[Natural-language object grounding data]
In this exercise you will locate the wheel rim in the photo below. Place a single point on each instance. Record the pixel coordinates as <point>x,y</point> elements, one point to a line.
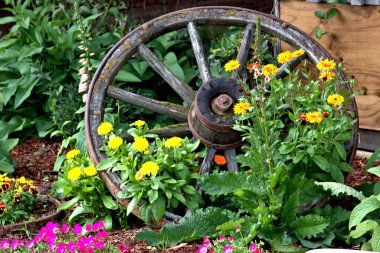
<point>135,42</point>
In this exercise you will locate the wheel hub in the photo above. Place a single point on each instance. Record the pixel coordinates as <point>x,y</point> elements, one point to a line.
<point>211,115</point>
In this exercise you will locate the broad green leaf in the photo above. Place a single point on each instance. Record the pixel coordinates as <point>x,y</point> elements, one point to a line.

...

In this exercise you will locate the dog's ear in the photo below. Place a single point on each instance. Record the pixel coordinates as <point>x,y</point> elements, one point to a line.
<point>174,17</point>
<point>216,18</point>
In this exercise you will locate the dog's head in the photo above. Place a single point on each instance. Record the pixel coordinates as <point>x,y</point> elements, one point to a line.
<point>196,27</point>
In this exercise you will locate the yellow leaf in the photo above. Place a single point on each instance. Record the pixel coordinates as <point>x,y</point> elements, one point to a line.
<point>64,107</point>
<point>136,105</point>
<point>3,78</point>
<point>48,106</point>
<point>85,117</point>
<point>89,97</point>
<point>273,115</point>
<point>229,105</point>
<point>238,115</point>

Exercise aim: Reproduce only the lines above, starting at the line with "In this exercise you will locate the wheel hub" and ending at the line with "In this exercise you will locate the broad", exactly as written.

Answer area:
In this exercise you will locate the wheel hub in the photo above. Place a single point on each instance. Record the pixel coordinates as <point>x,y</point> elements, one point to a line.
<point>211,115</point>
In this exercise you will locate the broad green leaf in the photo above. Place a single point on each instance. Record the pixel coordinates as <point>x,y</point> elements, one point to a line.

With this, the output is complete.